··· SUPPLIED TEXT
From: Israel Hilerio <israelh@microsoft.com>
Date: Mon, 7 Nov 2011 17:30:13 +0000
To: Jonas Sicking <jonas@sicking.cc>
CC: Joshua Bell <jsbell@chromium.org>, "public-webapps@w3.org" <public-webapps@w3.org>, Adam Herchenroether <aherchen@microsoft.com>, "Victor Ngo" <vicngo@microsoft.com>, Jim Wordelman <jaword@microsoft.com>
Message-ID: <F695AF7AA77CC745A271AD0F61BBC61E3F54169C@TK5EX14MBXC117.redmond.corp.microsoft.com>
On Sunday, November 06, 2011 4:14 PM, Jonas Sicking wrote:
> On Fri, Oct 28, 2011 at 9:55 AM, Jonas Sicking <jonas@sicking.cc> wrote:
> > On Fri, Oct 28, 2011 at 9:29 AM, Israel Hilerio <israelh@microsoft.com>
> wrote:
> >> On Thursday, October 27, 2011 6:00 PM, Jonas Sicking wrote:
> >>> On Thu, Oct 27, 2011 at 9:33 AM, Israel Hilerio
> >>> <israelh@microsoft.com>
> >>> wrote:
> >>> > On Wednesday, October 26, 2011 6:38 PM, Jonas Sicking wrote:
> >>> >> On Wed, Oct 26, 2011 at 11:31 AM, Israel Hilerio
> >>> >> <israelh@microsoft.com>
> >>> >> wrote:
> >>> >> > On Wednesday, October 26, 2011 9:35 AM, Joshua Bell wrote:
> >>> >> >>On Tue, Oct 25, 2011 at 4:50 PM, Israel Hilerio
> >>> >> >><israelh@microsoft.com>
> >>> >> wrote:
> >>> >> >>>On Monday, October 24, 2011 7:40 PM, Jonas Sicking wrote:
> >>> >> >>>>
> >>> >> >>>> While I was there it did occur to me that the fact that the
> >>> >> >>>> .delete function "returns" (through request.result in the
> >>> >> >>>> async
> >>> >> >>>> API) true/false depending on if any records were removed or
> >>> >> >>>> not might be
> >>> >> bad for performance.
······
··· GIVEN INFORMATION
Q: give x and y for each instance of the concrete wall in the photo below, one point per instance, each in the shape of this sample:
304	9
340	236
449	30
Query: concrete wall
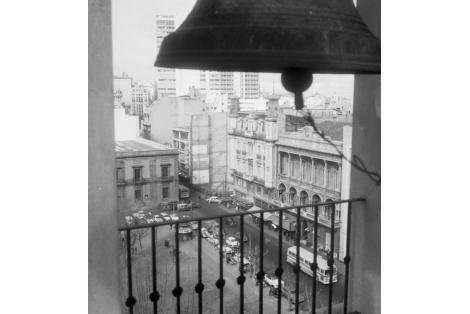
126	127
103	237
365	223
169	113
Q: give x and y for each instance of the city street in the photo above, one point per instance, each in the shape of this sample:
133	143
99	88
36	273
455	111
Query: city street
271	252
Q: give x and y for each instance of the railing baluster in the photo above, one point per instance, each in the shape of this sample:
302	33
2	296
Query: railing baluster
221	282
241	278
260	274
279	270
200	286
297	263
155	295
315	265
347	260
177	291
331	260
130	302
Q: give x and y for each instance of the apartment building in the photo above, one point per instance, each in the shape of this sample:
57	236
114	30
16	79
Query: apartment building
146	174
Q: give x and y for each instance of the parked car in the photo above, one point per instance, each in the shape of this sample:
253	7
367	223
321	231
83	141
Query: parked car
194	205
231	242
230	221
205	233
214	199
165	216
237	236
158	219
183	206
288	293
272	281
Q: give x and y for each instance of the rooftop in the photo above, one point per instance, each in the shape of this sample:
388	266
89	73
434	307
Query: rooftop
138	145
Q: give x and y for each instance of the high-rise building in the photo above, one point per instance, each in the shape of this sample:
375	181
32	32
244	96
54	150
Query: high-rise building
166	78
213	82
249	85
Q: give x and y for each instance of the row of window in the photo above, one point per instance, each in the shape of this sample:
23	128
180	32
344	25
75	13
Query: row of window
138	172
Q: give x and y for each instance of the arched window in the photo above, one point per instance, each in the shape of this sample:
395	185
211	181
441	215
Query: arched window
292	196
303	198
282	192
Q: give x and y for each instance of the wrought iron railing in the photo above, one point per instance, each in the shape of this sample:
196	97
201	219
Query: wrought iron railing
154	295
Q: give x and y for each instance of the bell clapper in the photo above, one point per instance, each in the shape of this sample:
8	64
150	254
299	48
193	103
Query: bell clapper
297	80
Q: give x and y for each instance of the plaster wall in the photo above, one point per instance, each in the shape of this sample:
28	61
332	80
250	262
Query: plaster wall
103	237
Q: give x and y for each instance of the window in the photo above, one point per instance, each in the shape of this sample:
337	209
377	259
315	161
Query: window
164	171
137	194
137	174
165	192
120	174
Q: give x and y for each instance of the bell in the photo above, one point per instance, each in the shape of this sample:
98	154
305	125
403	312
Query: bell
321	36
292	37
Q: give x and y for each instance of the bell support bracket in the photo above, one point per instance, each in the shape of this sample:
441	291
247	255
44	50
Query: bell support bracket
297	80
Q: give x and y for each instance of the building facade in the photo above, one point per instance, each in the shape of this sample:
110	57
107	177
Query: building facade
309	171
182	142
172	112
208	151
249	85
146	174
214	82
251	151
166	78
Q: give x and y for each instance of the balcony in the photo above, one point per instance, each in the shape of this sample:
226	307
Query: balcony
141	294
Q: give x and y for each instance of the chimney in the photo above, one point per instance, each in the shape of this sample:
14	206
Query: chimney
273	106
234	105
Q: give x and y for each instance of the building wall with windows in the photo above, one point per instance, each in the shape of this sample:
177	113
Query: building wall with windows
166	78
208	166
146	174
182	142
309	170
251	147
172	112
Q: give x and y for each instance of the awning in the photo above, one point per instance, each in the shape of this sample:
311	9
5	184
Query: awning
266	217
287	222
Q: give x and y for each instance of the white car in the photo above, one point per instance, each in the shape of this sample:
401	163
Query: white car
166	216
214	199
205	233
272	280
157	219
231	242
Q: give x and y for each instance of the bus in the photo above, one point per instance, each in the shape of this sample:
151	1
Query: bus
306	259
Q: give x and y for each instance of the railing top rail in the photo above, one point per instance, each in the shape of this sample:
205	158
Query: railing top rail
283	209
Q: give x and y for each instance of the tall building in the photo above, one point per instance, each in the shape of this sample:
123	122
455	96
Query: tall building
141	99
146	174
168	113
217	83
251	153
181	141
166	78
208	168
122	87
249	85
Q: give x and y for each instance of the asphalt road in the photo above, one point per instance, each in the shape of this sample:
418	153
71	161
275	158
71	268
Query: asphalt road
270	251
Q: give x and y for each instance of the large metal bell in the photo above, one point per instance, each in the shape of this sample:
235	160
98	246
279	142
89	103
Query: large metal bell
318	36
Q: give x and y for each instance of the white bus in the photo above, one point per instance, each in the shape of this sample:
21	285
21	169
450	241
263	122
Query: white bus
306	259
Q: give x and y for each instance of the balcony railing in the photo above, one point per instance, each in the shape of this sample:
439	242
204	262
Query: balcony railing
154	295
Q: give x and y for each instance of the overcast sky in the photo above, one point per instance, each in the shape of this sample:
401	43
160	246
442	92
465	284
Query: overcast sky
134	47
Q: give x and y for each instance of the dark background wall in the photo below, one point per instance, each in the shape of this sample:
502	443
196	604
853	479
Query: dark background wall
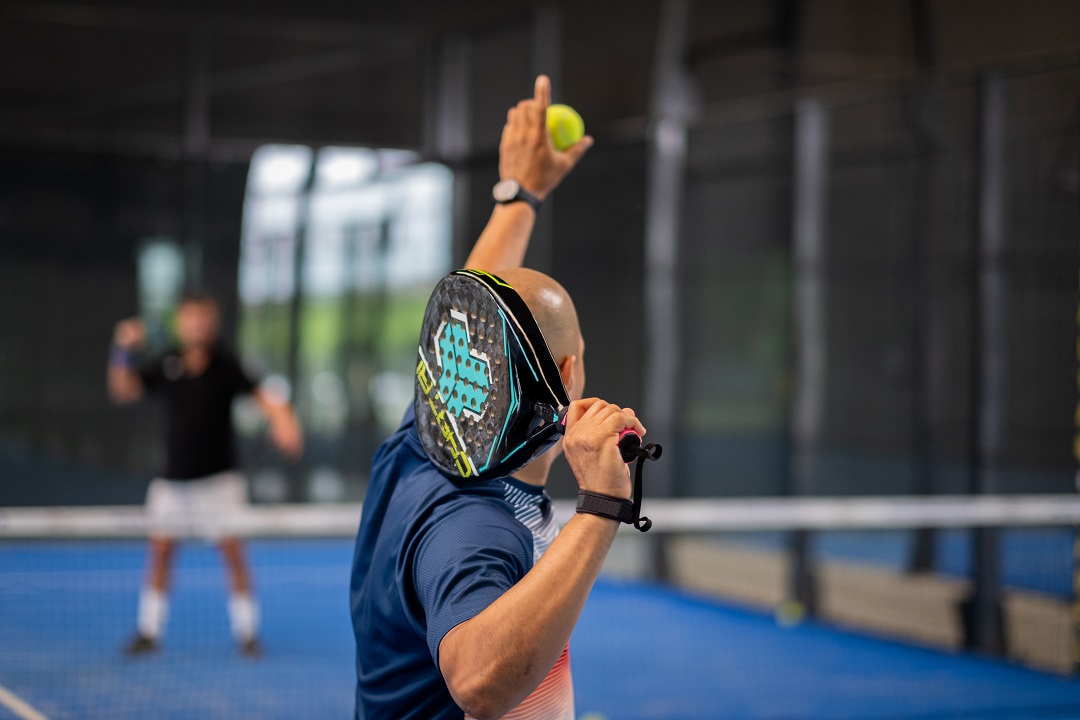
······
§ TASKS TO CARRY OUT:
A - Answer these questions about the email:
(i) On what date and at what time was the email sent?
(ii) To whom is the email addressed in its "To" line?
(iii) Which function's true/false result does the quoted passage say might be bad for performance?
B - Write a continuation of the email about the .delete function, starting after its last sentence.
The records are not needed.

§ RESULTS FOR EACH TASK:
A -
(i) Mon, 7 Nov 2011 17:30:13 +0000
(ii) Jonas Sicking
(iii) The .delete function

B -
> >>> >> >>>>
> >>> >> >>>> I suspect that this highly depends on the implementation and
> >>> >> >>>> that in some implementations knowing if records were deleted
> >>> >> >>>> will be free and in others it will be as costly as a
> >>> >> >>>> .count() and then a .delete(). In yet others it could depend
> >>> >> >>>> on if a range, rather than a key, was used, or if the
> >>> >> >>>> objectStore has indexes which might need
> >>> >> updating.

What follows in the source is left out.